- What is expected:
Work out the number of lines in the listing that include the string "boxes". Reply with that number alone.

- Exercise data:
·····

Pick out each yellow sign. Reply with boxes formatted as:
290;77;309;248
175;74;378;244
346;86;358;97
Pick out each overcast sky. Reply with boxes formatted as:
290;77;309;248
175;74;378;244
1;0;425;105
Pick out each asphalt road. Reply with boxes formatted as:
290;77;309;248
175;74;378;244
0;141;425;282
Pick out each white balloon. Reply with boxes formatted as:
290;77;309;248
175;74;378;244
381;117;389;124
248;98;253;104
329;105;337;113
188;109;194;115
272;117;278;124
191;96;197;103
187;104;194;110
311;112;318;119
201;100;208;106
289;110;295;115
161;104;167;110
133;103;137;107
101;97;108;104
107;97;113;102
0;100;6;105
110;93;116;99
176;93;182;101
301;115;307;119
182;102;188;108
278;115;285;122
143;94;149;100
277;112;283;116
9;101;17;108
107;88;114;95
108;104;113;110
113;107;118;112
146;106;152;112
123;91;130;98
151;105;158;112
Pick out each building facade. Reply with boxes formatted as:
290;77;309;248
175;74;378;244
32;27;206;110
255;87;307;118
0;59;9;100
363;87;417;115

·····

- Problem solution:
5